### [SHORT EXERCISE]
Rewrite the rows below, replacing "pixel coordinates" with "image coordinates" everywhere and leaving everything else unchanged. Leave out the pictures.

### [EXTRACTED INFORMATION]
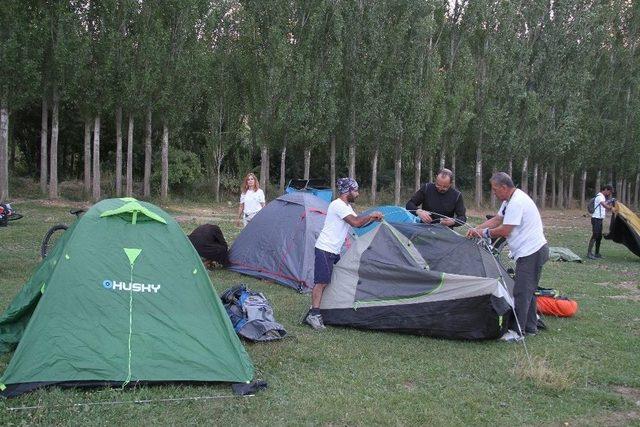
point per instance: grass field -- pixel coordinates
(586, 369)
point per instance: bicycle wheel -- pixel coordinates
(51, 238)
(14, 216)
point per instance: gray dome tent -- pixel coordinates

### [RESPONSE]
point per instance: grass field -- image coordinates
(586, 369)
point per instance: bicycle wheel -- image coordinates
(51, 238)
(14, 216)
point per instance: gray dome tent -- image coordinates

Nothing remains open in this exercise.